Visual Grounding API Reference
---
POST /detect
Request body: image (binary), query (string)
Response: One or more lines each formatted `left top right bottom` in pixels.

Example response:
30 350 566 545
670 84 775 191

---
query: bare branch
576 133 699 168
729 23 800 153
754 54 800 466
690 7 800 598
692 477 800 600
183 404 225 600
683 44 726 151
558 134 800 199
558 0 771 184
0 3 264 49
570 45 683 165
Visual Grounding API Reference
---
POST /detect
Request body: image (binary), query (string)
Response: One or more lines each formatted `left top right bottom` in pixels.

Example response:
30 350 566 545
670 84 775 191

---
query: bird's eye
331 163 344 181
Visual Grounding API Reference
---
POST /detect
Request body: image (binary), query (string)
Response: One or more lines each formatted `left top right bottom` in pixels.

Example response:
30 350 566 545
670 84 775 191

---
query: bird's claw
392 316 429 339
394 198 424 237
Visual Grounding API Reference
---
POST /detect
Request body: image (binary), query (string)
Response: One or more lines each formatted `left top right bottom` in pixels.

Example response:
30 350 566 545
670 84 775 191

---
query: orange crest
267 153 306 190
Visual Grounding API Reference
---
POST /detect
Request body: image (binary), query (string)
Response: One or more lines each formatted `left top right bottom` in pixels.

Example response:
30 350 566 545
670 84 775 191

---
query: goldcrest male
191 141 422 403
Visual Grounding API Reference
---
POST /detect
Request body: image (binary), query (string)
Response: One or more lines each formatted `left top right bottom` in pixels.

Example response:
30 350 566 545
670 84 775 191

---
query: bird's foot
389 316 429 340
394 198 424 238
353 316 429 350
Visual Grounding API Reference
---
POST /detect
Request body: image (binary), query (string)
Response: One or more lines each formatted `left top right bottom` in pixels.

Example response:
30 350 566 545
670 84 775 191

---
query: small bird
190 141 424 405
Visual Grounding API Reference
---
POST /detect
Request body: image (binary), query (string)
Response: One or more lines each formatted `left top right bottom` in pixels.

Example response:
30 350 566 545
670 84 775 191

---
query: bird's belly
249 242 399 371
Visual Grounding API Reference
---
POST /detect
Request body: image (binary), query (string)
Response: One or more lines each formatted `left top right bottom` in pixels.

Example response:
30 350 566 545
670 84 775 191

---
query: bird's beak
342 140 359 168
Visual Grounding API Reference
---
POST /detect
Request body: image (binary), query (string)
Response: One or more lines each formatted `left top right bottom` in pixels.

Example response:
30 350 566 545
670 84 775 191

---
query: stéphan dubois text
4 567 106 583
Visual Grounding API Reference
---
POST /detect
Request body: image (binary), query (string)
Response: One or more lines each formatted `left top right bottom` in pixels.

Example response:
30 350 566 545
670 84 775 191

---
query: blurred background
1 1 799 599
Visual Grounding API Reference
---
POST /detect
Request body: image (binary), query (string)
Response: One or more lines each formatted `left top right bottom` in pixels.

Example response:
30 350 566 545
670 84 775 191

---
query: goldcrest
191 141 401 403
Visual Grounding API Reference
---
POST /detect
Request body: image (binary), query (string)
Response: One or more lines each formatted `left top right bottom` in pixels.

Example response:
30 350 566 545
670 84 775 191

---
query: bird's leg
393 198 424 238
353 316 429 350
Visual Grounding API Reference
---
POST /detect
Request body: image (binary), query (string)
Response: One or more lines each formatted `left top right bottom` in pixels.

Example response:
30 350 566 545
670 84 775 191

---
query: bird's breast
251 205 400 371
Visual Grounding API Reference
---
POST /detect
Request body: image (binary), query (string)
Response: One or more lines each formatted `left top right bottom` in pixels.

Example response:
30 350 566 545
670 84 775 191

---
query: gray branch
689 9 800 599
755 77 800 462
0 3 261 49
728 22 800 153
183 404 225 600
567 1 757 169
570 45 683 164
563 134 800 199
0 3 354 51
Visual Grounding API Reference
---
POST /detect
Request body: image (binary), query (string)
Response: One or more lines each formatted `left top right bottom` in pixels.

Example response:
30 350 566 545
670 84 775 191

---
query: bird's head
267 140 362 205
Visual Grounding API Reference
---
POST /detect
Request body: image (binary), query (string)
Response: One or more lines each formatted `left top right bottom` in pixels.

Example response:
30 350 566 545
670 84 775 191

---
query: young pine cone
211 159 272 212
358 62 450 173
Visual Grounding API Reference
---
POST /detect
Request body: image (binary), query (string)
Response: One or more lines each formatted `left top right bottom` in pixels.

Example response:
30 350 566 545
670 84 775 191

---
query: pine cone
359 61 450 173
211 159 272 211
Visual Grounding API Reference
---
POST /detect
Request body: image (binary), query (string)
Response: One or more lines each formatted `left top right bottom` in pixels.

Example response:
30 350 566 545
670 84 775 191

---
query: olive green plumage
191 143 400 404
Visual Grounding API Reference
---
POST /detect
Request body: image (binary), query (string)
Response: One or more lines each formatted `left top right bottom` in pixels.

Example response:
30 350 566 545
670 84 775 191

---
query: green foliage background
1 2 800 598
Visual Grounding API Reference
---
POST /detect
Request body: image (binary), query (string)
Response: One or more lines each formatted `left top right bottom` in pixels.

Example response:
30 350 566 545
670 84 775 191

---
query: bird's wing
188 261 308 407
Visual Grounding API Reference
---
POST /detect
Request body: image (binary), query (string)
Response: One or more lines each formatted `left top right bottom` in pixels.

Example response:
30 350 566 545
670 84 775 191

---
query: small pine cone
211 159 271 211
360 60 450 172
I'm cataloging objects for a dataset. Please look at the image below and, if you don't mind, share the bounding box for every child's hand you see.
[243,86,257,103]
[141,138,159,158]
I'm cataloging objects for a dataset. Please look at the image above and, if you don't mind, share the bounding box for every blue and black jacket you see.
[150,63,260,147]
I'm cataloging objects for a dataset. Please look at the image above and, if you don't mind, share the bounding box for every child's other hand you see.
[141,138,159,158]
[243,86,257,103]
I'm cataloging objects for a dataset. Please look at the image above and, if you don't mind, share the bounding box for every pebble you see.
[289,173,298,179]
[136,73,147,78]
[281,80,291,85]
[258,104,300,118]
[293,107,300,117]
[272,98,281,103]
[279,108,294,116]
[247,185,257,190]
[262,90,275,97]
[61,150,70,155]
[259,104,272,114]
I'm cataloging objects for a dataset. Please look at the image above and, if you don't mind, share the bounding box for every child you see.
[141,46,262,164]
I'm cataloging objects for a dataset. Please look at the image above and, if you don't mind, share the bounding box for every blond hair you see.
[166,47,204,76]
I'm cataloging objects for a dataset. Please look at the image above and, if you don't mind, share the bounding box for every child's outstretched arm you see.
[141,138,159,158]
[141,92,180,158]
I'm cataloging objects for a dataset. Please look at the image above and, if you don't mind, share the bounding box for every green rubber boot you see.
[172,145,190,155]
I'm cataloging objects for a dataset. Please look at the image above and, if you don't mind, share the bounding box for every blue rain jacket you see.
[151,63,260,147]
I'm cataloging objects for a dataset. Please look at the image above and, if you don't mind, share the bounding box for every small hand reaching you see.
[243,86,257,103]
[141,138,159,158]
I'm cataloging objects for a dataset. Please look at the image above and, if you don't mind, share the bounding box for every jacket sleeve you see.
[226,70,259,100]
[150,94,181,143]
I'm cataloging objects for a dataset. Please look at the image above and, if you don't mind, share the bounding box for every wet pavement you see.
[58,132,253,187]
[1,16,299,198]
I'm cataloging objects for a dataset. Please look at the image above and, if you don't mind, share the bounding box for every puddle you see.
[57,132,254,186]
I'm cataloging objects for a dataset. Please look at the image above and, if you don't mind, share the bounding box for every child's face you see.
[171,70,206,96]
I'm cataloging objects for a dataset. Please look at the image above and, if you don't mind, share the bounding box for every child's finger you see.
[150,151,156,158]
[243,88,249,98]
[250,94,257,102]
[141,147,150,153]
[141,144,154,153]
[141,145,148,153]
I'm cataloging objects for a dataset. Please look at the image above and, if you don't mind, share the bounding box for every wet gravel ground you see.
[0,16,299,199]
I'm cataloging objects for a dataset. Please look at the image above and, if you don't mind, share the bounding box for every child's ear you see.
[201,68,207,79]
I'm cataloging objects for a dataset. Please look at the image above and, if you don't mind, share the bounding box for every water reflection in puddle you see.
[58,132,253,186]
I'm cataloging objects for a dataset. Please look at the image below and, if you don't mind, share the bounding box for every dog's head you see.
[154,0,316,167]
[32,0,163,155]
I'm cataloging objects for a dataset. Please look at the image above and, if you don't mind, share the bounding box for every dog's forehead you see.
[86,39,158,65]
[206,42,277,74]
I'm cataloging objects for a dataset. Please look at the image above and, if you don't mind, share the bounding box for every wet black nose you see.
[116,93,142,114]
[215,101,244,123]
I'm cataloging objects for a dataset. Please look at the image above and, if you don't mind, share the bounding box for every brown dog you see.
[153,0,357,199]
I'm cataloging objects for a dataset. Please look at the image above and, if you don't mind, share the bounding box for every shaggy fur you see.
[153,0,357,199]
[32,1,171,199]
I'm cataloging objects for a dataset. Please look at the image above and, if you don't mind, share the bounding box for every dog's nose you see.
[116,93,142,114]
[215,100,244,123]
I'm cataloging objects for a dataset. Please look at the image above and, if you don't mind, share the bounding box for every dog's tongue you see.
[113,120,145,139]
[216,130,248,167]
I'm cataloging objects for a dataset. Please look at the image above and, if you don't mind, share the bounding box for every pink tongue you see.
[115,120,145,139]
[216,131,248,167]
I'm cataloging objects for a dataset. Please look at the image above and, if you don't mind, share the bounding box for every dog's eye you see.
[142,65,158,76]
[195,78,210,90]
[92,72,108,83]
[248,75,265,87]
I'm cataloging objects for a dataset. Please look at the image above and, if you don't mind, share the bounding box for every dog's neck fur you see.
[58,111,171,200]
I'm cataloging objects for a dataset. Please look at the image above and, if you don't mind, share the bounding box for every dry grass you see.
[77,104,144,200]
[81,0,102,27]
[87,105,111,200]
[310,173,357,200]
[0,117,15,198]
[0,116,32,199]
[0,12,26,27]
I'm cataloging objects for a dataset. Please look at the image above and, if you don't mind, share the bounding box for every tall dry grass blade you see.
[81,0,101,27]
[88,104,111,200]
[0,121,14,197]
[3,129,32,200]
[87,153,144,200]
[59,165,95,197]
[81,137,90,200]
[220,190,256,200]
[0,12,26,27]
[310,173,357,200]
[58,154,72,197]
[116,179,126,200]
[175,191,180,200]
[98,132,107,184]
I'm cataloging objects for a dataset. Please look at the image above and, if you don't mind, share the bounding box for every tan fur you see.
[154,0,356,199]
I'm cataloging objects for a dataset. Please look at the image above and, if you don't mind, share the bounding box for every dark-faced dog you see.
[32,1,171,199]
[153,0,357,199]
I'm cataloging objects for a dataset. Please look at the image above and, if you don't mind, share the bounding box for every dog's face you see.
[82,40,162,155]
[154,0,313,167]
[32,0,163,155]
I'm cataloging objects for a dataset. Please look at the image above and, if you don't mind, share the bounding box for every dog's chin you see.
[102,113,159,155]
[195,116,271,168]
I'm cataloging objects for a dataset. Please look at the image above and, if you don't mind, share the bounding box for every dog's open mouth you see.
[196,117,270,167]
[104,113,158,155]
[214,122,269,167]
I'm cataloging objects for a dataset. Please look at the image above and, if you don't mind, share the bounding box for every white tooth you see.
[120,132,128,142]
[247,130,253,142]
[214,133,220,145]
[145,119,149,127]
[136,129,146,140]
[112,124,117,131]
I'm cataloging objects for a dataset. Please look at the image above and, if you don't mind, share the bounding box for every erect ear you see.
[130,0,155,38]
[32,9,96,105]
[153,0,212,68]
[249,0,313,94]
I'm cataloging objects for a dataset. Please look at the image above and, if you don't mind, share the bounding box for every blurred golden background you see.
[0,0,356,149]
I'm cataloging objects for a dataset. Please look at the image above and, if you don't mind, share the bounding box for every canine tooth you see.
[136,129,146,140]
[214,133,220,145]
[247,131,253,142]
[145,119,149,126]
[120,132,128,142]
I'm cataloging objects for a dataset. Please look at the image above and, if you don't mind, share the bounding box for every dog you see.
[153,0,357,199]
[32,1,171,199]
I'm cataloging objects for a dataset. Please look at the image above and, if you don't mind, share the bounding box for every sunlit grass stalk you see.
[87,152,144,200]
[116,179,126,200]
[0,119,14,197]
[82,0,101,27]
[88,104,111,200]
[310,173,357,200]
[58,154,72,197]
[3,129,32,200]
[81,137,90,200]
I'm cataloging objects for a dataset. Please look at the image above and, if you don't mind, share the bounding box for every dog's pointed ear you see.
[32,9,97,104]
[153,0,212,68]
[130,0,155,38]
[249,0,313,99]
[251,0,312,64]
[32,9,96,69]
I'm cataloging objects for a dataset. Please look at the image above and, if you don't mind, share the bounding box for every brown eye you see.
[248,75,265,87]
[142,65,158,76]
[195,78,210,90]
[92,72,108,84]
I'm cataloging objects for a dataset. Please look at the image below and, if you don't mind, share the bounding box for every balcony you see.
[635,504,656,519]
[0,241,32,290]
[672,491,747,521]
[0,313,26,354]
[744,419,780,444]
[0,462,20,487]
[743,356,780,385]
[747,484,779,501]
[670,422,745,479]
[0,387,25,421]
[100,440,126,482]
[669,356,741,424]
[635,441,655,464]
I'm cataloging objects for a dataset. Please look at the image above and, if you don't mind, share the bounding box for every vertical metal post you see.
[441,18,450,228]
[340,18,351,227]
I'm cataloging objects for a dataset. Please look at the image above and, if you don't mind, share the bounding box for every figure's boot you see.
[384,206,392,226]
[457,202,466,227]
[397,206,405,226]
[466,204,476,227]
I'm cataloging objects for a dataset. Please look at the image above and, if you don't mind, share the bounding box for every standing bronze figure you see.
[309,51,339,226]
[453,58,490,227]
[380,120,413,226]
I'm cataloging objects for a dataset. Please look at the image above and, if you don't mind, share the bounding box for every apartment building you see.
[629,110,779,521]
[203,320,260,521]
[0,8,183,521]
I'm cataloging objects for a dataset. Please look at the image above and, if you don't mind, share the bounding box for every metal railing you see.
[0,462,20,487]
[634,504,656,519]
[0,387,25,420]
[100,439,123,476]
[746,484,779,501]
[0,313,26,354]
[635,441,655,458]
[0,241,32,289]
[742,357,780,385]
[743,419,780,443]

**REQUIREMENT**
In the listing above, the line containing "figure you see." and all lines after it are to be restated word for word.

**THE COMPLETED TASK**
I'm cataloging objects for a dataset. Please look at the image above and, if you don't mind, share the bounding box for every standing bronze figure you see.
[309,51,339,226]
[453,58,490,227]
[380,120,413,226]
I'm cataloging objects for a dataset. Please look at the image above and, if you don't mind, share the bounding box for every apartment building you see.
[629,110,779,521]
[203,320,260,521]
[0,8,183,521]
I'm cataloging objects for a dataset. Please look at the image above and, if you don't mind, share the bounding box for every metal railing you see.
[0,462,20,487]
[634,504,656,519]
[0,387,25,420]
[100,439,123,476]
[746,484,779,501]
[0,313,26,354]
[635,441,655,458]
[0,241,32,289]
[742,357,780,385]
[743,419,780,443]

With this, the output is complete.